- **Problem set**:
a) Using the passage on the deadly border crossing attempt, answer these:
(i) At least how many people died in the crossing attempt?
(ii) What did authorities in Morocco blame the deaths on?
(iii) According to Sánchez, what did many of the migrants use to attack Spain's borders?
b) Extend the passage on the deadly border crossing attempt with the paragraph that would come next.

- **Provided text**:
● ● ●

Pedro Sánchez again depicted the crossing attempt in which at least 23 people died as "an attack on Spain's borders." Authorities in Morocco have blamed the deaths on a "stampede." Nonprofits and human rights groups have deplored the treatment the migrants received at the hands of police on both sides.

But they have also accused Spanish and European Union officials of outsourcing border controls to Morocco and other Mediterranean states. Sánchez has been trying to improve ties with Morocco following an acrimonious diplomatic dispute over Western Sahara.

“We must remember that many of these migrants attacked Spain’s borders with axes and hooks,” Prime Minister Sánchez said during an interview on Monday. “We are talking about an attempt to assault the fence that was evidently carried out in an aggressive way, and therefore what Spain’s state security forces and Moroccan guards did was defend Spain’s borders.”

● ● ●

- **Recorded information**:
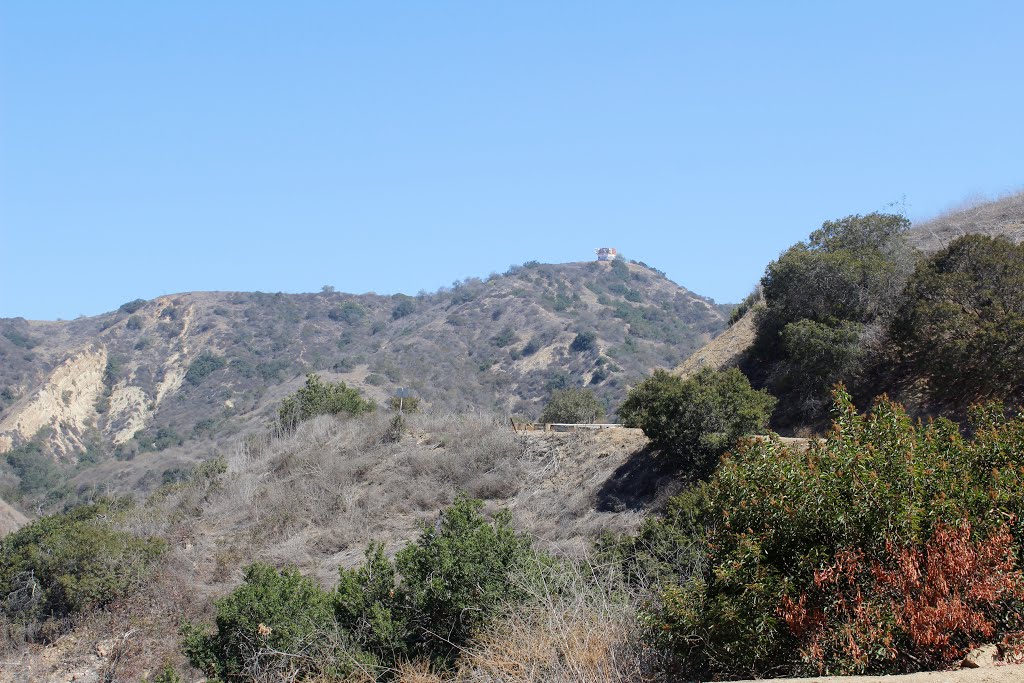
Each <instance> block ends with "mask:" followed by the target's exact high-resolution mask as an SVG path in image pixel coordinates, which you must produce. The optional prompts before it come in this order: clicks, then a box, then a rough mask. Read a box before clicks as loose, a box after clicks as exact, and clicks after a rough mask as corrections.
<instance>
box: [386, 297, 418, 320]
mask: <svg viewBox="0 0 1024 683" xmlns="http://www.w3.org/2000/svg"><path fill="white" fill-rule="evenodd" d="M394 298H395V299H397V301H398V303H396V304H395V305H394V308H393V309H392V310H391V319H392V321H397V319H399V318H402V317H406V316H407V315H412V314H413V313H415V312H416V301H415V300H414V299H413V298H412V297H408V296H404V295H397V296H395V297H394Z"/></svg>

● ● ●

- **Answers**:
a)
(i) At least 23 people.
(ii) A "stampede."
(iii) Axes and hooks.

b)
U.S. President Joe Biden opened a three-day visit to a NATO summit by pledging to beef up the American military presence in Europe. The president met with Prime Minister Sánchez and denounced Russia’s Vladimir Putin for trying to “wipe out” Ukrainian culture in the ongoing war in eastern Europe. The U.S. president also detailed plans to increase the number of Navy destroyers based in Rota, Spain, from four to six.

Biden says the move is one of multiple announcements that he and NATO allies will make to help bolster the alliance in the region during the summit.